● **Assignment**:
Output, word for word, every line from the start of the listing down to and including the line that contains "TARGET = dancer with skull mask"; include nothing else.

● **Given entries**:
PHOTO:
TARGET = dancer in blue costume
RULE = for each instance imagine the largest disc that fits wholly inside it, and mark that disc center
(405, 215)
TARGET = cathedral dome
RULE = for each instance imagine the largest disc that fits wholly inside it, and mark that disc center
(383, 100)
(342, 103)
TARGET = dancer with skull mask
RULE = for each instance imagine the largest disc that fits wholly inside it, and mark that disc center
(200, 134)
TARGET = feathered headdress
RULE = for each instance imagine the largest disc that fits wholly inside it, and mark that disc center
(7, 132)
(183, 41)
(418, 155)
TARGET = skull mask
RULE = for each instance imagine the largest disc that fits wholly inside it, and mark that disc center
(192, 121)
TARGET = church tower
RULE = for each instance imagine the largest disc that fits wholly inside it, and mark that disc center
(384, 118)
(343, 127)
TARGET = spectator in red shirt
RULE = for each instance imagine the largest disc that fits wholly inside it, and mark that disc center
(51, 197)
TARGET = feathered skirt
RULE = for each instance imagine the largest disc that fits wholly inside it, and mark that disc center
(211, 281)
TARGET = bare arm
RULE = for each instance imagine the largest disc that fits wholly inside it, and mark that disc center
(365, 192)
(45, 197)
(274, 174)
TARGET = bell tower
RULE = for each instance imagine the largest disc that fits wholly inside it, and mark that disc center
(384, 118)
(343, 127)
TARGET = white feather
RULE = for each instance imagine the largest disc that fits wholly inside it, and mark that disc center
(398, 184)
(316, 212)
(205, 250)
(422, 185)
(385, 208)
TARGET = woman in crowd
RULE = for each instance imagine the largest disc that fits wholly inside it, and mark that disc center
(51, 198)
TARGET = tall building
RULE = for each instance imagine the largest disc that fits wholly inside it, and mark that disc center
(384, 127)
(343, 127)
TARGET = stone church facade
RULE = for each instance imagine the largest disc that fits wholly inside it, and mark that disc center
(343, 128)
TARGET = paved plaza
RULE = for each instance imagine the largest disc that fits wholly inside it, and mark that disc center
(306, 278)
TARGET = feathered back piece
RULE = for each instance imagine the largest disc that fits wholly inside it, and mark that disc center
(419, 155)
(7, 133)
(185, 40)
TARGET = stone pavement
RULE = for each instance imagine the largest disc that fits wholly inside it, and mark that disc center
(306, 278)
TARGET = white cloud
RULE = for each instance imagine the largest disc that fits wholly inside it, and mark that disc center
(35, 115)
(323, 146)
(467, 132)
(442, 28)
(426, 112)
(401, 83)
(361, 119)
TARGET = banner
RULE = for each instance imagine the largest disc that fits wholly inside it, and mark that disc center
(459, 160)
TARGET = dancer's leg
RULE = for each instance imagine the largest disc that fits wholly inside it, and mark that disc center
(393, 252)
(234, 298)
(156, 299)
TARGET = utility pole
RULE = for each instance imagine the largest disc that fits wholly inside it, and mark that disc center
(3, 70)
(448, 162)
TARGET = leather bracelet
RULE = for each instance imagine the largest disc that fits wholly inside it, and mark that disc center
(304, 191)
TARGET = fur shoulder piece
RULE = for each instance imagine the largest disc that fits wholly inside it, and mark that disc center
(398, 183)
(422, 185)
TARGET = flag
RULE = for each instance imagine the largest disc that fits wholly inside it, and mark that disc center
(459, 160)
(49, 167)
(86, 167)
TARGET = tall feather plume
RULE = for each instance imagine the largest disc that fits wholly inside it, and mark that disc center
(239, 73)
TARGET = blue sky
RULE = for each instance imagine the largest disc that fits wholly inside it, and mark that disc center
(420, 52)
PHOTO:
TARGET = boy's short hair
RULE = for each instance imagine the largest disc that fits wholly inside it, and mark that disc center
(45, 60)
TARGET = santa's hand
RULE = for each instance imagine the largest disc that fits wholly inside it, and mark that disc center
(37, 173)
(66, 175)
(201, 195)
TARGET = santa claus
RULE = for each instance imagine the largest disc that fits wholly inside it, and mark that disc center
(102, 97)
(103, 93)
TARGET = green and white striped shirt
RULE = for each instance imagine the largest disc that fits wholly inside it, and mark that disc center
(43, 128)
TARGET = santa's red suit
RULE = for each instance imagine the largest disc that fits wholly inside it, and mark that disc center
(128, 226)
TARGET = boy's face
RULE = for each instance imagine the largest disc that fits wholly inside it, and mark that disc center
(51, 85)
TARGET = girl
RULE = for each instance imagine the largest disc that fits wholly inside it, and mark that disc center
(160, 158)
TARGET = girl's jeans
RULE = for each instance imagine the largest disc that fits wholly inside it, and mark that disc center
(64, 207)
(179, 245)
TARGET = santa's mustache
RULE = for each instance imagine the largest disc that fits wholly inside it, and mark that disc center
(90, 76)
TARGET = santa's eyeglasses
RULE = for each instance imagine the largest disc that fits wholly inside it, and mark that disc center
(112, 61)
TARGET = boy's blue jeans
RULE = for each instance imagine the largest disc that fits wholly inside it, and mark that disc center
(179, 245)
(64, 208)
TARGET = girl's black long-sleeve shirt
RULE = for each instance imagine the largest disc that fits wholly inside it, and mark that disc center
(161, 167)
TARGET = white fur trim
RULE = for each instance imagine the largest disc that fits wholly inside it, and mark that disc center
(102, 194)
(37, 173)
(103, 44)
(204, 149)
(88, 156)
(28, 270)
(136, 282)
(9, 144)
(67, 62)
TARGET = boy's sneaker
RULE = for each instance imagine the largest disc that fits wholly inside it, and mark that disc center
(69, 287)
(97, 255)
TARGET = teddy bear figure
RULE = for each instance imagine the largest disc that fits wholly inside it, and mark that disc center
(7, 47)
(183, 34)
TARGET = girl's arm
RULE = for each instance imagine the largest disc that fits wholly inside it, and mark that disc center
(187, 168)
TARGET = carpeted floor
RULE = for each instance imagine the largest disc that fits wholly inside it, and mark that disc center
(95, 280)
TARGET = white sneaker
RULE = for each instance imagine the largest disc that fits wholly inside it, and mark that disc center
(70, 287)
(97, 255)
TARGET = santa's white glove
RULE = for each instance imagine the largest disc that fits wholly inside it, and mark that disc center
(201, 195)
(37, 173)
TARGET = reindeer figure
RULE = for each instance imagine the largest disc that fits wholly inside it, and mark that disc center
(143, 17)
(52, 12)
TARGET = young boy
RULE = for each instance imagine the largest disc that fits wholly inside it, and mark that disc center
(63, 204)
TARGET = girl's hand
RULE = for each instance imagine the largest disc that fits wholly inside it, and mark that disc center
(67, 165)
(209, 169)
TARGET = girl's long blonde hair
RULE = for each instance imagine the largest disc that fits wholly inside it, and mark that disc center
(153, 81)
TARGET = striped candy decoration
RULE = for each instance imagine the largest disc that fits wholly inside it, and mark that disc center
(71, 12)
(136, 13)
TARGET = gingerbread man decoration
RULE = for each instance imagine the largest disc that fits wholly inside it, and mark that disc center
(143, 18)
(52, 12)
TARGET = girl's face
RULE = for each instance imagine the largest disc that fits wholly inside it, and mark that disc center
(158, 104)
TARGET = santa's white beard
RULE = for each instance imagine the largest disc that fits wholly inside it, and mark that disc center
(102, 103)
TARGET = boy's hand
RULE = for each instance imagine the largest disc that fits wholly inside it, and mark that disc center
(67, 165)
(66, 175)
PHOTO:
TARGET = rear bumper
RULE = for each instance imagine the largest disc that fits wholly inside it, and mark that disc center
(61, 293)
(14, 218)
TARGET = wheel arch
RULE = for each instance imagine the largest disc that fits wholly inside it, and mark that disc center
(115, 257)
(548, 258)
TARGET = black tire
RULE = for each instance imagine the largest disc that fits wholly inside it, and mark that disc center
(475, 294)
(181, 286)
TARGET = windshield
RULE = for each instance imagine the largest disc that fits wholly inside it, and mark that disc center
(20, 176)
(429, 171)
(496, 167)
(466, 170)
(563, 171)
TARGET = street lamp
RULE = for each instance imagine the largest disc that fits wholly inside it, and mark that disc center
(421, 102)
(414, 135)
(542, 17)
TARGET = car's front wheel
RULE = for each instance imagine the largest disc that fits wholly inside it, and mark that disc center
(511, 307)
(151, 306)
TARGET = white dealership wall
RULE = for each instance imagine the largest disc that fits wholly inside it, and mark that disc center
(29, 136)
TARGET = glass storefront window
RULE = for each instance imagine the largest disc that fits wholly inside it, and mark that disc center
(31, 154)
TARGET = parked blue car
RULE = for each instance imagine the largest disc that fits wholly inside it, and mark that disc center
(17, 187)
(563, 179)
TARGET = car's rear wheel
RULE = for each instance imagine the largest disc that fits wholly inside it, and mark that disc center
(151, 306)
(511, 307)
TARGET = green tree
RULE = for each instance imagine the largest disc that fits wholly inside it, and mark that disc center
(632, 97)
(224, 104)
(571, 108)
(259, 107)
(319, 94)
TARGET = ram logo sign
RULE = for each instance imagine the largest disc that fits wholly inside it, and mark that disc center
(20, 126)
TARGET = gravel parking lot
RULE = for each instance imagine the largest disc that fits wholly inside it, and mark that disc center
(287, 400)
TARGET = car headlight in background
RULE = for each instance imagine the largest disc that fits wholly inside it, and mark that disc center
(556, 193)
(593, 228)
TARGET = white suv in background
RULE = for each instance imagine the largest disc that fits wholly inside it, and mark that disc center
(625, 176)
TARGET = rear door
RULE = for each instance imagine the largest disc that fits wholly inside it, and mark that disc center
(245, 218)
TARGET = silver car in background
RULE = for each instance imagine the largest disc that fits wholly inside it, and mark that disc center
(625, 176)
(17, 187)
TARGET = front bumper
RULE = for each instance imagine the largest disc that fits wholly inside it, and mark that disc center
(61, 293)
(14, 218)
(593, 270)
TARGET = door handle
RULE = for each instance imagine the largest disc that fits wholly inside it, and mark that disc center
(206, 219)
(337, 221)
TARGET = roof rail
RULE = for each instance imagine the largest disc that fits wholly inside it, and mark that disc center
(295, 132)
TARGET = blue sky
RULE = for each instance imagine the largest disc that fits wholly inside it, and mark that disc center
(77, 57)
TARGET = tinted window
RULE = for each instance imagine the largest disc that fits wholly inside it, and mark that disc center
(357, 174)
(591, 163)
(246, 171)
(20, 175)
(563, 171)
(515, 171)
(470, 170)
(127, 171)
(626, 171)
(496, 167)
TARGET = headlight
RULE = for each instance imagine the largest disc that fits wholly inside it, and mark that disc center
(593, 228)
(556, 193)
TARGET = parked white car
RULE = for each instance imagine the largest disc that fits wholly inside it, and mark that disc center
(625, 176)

● **Answer to the exercise**:
PHOTO:
TARGET = dancer in blue costume
RULE = for each instance imagine the largest disc that fits wholly inside it, and mark that disc center
(405, 215)
TARGET = cathedral dome
RULE = for each instance imagine the largest disc that fits wholly inside it, and mark that disc center
(383, 100)
(342, 103)
TARGET = dancer with skull mask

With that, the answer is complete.